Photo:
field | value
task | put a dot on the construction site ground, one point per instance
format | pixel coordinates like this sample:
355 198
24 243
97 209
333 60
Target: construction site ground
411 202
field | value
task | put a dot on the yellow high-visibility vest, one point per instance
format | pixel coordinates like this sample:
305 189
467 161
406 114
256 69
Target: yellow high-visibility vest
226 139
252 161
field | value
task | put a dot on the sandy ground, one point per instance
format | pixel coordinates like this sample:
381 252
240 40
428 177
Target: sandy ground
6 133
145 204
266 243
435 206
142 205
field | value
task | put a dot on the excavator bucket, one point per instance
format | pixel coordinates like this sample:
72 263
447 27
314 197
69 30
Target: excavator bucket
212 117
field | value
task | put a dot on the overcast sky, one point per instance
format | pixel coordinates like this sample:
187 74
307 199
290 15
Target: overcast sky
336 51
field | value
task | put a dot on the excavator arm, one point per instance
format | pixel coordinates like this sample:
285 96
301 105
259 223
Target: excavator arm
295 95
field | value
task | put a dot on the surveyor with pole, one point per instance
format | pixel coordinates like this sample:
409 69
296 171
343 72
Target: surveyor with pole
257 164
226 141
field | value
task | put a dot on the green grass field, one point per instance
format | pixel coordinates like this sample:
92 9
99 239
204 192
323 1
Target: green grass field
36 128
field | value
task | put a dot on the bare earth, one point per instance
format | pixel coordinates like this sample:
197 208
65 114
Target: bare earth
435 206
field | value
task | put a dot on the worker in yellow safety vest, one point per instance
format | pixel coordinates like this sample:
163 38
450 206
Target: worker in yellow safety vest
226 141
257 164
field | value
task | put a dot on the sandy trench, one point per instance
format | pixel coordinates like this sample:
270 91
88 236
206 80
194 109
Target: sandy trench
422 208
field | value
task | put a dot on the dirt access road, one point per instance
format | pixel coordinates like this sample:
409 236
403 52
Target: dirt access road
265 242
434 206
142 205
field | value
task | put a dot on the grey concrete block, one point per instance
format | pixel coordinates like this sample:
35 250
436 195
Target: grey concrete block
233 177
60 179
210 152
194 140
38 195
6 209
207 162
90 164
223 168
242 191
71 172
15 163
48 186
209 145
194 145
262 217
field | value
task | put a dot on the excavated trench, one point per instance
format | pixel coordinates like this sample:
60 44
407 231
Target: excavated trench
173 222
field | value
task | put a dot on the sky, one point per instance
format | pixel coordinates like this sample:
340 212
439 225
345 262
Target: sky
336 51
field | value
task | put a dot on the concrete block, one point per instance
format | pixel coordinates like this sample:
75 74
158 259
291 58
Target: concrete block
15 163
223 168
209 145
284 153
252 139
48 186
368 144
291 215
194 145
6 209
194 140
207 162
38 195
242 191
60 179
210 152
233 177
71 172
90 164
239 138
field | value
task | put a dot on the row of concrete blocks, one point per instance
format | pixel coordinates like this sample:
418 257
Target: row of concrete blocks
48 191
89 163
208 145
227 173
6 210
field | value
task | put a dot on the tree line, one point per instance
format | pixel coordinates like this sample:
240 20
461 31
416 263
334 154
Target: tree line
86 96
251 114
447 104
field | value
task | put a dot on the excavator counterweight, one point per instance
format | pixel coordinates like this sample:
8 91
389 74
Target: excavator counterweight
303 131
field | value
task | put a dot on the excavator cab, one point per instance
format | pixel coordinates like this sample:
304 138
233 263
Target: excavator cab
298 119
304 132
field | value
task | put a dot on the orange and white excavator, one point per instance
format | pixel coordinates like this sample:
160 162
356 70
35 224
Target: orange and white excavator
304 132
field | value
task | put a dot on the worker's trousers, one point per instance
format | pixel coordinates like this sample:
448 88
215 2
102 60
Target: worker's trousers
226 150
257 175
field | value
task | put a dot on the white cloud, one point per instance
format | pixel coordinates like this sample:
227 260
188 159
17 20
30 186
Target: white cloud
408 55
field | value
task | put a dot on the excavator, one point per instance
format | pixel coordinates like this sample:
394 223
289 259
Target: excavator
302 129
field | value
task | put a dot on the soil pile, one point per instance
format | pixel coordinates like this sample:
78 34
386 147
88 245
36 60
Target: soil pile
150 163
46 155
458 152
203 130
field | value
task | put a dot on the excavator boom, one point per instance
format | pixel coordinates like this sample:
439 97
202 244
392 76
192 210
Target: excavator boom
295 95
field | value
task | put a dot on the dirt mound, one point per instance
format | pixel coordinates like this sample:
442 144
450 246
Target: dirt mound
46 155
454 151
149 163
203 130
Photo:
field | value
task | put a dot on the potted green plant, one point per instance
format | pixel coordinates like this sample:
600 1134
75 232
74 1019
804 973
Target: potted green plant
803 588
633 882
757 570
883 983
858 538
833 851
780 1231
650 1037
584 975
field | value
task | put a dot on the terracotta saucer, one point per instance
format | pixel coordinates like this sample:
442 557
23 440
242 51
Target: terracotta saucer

————————

WHAT IS NEEDED:
Show each line of the data above that contains the word "trousers".

SOLVED PROBLEM:
task | put a dot on the worker's trousers, one point per instance
Target: worker's trousers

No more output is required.